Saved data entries
──────────

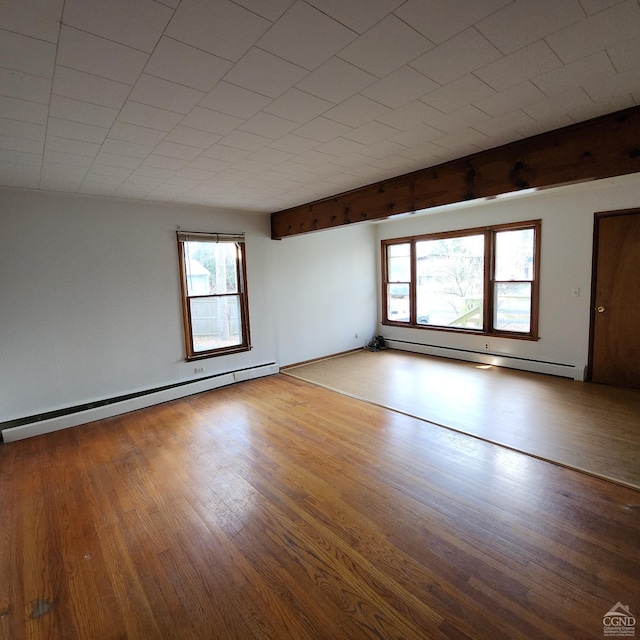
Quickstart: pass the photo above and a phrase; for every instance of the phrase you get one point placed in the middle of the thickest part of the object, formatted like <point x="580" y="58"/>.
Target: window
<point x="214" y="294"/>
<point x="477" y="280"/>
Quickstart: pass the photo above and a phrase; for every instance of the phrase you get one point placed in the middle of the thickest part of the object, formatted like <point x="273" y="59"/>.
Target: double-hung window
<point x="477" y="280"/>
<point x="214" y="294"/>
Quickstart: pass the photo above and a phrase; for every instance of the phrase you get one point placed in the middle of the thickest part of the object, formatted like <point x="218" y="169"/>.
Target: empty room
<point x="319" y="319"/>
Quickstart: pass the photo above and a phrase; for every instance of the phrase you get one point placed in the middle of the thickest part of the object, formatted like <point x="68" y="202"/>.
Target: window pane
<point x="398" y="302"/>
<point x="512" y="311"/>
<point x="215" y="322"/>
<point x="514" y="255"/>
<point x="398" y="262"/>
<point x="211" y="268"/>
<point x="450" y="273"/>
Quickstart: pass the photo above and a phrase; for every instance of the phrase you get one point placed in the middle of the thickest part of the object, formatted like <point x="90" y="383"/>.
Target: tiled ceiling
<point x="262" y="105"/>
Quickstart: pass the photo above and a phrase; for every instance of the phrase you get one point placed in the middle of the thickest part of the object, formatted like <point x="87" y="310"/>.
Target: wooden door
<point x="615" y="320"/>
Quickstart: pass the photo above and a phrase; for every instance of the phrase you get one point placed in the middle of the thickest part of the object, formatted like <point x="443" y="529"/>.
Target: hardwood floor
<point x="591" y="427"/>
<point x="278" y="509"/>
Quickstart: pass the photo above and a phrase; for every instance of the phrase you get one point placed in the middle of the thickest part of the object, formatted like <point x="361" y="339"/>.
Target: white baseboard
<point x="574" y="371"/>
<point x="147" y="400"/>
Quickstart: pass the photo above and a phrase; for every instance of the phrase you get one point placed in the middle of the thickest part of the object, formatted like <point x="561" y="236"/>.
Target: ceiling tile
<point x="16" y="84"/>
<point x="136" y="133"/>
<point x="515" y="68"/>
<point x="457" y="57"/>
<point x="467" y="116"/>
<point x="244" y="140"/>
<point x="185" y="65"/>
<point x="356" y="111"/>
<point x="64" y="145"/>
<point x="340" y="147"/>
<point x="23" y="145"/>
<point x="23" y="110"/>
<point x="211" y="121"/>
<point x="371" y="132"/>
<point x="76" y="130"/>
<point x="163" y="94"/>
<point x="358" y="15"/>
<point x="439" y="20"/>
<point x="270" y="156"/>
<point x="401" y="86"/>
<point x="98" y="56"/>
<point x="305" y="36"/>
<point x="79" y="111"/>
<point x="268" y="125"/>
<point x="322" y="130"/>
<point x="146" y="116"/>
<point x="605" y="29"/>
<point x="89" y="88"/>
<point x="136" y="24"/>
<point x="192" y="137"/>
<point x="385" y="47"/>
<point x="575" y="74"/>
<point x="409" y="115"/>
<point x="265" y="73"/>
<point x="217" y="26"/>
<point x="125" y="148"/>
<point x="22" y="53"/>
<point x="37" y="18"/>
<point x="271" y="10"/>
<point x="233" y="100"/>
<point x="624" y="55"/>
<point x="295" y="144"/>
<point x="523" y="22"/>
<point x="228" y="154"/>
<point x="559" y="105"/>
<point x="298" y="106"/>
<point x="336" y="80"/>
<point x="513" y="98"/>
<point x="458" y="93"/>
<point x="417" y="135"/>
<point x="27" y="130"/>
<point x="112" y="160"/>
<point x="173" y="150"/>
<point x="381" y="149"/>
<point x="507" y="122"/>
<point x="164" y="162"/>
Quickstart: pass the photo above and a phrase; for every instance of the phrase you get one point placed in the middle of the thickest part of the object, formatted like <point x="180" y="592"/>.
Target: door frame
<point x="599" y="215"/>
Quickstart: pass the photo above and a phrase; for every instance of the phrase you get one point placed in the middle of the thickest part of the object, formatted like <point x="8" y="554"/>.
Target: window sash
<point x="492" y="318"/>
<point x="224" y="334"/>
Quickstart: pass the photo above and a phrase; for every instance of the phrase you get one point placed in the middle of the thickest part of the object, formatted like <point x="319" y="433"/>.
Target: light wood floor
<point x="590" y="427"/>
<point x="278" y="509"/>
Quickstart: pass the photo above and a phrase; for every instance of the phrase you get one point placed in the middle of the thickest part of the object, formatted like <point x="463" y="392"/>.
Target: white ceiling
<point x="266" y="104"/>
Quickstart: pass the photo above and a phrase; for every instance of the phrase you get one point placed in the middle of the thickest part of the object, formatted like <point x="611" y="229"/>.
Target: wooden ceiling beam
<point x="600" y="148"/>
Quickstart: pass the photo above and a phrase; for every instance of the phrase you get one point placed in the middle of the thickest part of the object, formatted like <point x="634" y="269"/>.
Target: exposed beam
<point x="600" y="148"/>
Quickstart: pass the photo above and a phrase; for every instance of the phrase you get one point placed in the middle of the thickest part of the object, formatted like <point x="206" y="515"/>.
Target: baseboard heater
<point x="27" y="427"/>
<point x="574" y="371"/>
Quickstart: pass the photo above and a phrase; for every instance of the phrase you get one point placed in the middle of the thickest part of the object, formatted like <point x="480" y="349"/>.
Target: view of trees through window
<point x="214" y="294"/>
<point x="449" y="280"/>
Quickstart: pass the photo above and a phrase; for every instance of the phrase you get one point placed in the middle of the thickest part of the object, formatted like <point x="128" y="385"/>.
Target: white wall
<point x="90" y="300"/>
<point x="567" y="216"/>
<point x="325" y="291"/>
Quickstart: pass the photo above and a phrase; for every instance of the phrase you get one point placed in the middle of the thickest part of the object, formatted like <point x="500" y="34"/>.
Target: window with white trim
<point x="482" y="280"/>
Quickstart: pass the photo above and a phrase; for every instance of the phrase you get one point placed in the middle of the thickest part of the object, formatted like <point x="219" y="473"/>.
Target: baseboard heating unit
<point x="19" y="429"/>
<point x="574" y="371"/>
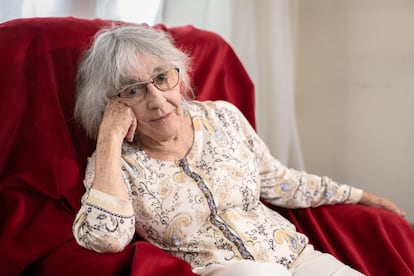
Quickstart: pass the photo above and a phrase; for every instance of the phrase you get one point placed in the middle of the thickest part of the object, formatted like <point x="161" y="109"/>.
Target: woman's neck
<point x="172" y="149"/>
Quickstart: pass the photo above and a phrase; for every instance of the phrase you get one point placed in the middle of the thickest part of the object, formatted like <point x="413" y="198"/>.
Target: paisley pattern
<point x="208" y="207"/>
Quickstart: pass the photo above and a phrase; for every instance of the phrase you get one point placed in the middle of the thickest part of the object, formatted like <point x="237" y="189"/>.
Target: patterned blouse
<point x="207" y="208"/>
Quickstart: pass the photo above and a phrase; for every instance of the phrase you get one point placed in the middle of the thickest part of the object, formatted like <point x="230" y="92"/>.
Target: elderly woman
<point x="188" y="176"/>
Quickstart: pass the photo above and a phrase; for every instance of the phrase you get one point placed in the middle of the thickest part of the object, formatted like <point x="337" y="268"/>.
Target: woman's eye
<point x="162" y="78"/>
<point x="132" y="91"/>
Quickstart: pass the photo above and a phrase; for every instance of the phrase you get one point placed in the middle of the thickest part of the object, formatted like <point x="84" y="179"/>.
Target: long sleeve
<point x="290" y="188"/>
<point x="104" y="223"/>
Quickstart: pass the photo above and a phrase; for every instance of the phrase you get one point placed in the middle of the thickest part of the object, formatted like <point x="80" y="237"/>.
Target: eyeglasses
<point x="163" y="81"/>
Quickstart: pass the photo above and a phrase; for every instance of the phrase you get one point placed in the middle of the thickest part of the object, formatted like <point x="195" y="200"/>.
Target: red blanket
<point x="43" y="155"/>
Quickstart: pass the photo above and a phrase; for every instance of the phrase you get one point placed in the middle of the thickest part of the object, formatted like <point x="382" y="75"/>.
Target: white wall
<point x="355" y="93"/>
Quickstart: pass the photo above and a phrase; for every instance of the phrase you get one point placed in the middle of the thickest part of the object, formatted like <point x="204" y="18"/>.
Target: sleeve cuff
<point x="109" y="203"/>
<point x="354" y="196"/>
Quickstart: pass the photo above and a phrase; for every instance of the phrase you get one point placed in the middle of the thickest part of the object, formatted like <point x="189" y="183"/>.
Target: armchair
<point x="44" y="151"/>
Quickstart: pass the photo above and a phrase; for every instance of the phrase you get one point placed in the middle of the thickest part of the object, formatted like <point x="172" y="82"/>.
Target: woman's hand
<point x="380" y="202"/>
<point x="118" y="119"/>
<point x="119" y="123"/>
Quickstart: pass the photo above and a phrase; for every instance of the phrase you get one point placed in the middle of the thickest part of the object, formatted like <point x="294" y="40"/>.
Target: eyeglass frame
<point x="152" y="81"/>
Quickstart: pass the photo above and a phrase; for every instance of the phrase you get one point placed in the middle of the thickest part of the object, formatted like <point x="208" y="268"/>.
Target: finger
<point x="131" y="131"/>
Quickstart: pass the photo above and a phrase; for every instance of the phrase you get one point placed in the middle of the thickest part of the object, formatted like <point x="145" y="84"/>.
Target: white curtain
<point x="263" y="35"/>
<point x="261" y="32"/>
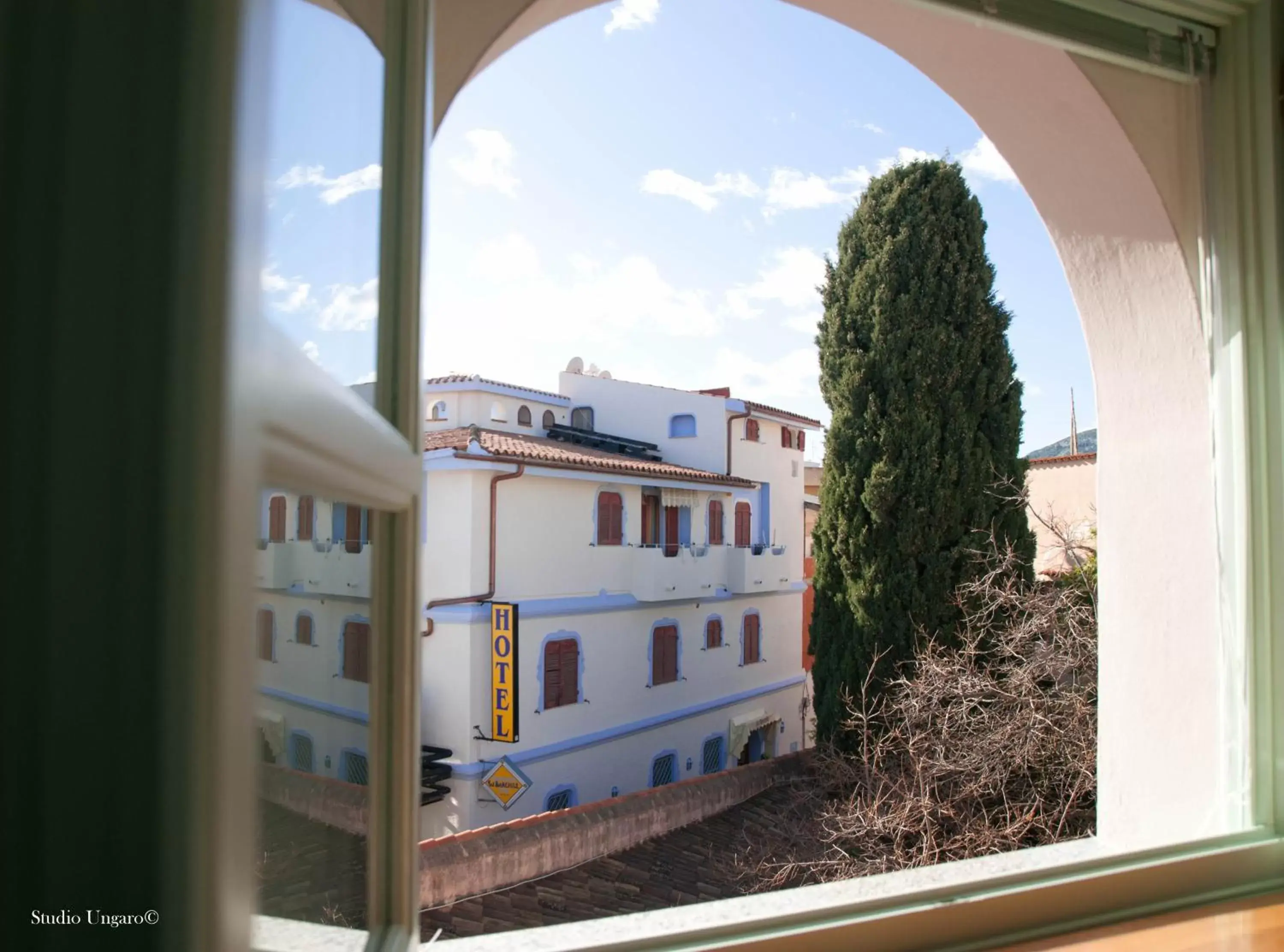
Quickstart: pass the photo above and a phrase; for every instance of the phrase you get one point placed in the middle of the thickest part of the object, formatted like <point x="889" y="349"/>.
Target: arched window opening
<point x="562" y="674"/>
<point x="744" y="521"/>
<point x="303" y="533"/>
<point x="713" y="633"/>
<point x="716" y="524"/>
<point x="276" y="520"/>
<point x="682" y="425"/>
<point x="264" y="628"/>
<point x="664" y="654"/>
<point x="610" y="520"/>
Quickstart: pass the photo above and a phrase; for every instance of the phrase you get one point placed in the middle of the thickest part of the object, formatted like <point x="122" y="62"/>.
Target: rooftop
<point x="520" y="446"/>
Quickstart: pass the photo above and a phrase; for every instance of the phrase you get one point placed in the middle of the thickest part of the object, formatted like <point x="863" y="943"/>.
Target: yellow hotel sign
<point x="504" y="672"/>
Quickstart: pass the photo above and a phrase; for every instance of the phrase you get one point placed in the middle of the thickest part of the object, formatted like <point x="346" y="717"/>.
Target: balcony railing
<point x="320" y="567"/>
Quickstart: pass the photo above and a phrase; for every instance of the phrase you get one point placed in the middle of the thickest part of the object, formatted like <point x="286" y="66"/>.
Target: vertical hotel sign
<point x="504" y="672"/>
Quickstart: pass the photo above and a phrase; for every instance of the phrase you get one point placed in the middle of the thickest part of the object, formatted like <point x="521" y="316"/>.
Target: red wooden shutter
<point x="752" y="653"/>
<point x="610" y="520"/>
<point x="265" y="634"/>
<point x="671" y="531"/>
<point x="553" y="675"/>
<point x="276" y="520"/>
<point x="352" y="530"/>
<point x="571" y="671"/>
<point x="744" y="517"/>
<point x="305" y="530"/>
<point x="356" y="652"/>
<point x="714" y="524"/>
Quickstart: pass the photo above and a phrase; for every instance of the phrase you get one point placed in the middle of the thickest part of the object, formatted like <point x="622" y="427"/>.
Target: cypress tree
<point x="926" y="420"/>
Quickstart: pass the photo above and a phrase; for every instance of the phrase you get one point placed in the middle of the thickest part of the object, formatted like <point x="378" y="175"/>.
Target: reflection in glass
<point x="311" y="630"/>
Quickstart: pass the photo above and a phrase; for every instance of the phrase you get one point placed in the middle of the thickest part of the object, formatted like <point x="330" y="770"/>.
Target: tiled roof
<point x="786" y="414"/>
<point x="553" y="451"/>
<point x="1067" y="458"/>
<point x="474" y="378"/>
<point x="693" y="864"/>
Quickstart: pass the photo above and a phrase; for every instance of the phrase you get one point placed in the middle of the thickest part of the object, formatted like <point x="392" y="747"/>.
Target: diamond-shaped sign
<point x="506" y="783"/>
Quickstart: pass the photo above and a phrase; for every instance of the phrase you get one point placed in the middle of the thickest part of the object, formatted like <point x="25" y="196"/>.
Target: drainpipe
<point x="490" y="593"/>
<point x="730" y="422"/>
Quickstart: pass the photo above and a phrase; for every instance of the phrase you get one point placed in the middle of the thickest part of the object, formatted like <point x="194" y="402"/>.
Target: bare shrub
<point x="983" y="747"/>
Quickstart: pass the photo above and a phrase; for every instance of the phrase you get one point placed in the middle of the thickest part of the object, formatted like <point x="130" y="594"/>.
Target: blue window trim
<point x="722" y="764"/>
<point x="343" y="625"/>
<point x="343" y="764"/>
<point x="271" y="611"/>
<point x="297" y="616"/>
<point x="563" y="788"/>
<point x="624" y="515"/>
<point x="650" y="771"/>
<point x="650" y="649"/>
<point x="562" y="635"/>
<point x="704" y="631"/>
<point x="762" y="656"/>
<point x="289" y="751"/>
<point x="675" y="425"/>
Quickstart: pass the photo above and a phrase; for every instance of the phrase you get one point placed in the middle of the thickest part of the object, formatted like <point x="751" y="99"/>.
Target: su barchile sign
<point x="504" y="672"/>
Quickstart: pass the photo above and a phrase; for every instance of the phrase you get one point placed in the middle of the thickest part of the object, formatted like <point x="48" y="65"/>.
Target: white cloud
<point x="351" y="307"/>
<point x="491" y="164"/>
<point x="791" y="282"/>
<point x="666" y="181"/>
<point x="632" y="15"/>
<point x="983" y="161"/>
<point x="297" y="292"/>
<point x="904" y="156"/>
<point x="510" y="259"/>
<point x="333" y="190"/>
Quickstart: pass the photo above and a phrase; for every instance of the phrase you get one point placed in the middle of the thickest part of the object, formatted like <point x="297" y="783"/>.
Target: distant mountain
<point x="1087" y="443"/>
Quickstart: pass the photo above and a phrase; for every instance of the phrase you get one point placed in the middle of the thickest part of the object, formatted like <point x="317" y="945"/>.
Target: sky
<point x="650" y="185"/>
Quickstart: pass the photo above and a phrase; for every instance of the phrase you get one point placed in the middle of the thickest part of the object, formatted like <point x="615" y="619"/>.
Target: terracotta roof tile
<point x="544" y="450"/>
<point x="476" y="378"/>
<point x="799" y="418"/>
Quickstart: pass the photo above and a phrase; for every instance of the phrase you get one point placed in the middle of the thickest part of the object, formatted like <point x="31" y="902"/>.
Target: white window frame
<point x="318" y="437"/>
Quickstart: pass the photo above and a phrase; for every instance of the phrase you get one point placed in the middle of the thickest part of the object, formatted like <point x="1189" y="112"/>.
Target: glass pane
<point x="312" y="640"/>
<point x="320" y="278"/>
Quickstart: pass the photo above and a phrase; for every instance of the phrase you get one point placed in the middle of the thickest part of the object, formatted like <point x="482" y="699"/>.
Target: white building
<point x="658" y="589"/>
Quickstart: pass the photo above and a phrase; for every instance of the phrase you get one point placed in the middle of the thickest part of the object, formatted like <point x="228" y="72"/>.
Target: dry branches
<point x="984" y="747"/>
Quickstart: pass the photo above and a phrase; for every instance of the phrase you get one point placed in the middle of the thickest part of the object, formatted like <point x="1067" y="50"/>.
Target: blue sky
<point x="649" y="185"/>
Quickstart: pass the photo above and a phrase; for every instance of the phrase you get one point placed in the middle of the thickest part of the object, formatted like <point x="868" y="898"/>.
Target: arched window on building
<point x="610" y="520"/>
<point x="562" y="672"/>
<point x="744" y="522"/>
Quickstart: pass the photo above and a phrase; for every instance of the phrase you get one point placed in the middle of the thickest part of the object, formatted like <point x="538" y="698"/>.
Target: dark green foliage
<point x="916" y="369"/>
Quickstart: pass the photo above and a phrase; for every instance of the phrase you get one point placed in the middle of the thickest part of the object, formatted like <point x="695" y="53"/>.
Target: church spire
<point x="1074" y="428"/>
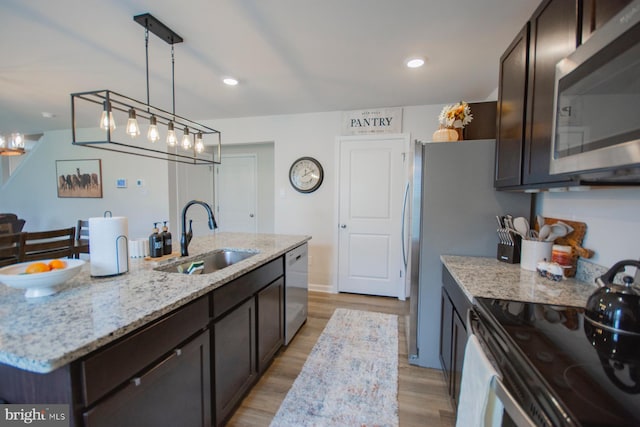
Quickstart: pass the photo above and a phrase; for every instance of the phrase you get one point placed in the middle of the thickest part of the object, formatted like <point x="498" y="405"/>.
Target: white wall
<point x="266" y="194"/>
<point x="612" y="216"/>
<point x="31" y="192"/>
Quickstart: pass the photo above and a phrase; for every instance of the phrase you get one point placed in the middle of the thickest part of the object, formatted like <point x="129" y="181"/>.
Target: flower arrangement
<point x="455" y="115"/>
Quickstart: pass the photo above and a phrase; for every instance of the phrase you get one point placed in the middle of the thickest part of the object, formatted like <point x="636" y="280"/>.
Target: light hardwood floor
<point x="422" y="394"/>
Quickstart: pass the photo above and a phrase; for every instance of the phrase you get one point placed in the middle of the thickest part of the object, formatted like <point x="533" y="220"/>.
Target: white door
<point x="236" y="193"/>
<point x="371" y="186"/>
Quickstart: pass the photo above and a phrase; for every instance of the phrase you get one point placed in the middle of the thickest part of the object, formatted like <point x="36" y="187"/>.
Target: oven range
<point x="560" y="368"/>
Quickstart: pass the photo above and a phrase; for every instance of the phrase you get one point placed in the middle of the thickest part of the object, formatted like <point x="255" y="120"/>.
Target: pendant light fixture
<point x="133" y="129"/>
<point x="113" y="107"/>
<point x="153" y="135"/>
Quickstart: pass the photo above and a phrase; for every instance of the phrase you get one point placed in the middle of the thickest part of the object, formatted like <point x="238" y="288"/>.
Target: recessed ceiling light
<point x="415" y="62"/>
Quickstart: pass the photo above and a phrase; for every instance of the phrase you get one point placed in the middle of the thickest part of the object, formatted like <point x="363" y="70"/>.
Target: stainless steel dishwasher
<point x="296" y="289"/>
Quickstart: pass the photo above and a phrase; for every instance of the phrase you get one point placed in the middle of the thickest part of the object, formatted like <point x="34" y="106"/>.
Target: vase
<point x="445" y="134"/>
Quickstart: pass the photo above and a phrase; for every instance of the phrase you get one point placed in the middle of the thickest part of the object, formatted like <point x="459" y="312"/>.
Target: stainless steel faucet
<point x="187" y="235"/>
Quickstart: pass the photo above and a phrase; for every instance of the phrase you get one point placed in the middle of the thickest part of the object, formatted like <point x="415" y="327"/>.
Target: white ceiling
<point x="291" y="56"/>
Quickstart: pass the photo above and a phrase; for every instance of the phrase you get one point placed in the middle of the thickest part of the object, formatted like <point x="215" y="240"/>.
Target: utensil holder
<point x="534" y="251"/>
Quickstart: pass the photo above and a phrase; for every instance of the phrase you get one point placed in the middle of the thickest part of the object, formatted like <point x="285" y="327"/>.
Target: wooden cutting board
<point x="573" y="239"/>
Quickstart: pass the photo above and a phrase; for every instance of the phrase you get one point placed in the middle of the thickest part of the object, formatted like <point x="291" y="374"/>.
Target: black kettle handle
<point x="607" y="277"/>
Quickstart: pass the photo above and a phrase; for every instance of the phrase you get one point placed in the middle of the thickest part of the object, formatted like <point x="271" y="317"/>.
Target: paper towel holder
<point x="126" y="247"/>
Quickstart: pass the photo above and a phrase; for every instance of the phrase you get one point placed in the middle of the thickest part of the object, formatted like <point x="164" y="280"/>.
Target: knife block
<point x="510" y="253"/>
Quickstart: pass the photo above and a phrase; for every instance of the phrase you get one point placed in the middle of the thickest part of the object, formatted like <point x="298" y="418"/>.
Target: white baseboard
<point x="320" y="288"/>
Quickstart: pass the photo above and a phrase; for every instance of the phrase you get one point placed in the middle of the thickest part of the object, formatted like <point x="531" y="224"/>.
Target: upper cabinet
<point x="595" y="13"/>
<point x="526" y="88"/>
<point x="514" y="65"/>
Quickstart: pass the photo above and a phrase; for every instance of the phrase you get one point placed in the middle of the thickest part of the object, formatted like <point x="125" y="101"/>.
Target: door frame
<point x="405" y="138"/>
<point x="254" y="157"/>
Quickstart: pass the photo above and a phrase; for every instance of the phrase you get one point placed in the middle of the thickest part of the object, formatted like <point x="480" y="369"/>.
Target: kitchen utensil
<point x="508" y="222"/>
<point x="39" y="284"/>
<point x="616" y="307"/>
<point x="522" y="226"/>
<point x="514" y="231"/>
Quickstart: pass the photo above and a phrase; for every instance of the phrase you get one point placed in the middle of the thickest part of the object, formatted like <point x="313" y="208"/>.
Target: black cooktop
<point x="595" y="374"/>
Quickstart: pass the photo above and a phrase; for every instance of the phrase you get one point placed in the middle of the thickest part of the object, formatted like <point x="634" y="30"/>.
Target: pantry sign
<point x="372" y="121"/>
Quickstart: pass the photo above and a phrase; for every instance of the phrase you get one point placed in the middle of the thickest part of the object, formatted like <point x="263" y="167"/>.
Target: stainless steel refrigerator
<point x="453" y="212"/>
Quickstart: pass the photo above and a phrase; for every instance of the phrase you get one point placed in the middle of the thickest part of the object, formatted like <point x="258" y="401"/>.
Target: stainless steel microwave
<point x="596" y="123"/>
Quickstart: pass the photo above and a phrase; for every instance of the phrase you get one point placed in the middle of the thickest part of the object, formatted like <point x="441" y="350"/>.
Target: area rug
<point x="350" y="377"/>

──────────

= GIVEN EXERCISE =
Filter the records above down to every line containing the string "arched", and copy those lines. The match is case-sensitive.

= FINAL RESULT =
Target: arched window opening
Target: arched window on building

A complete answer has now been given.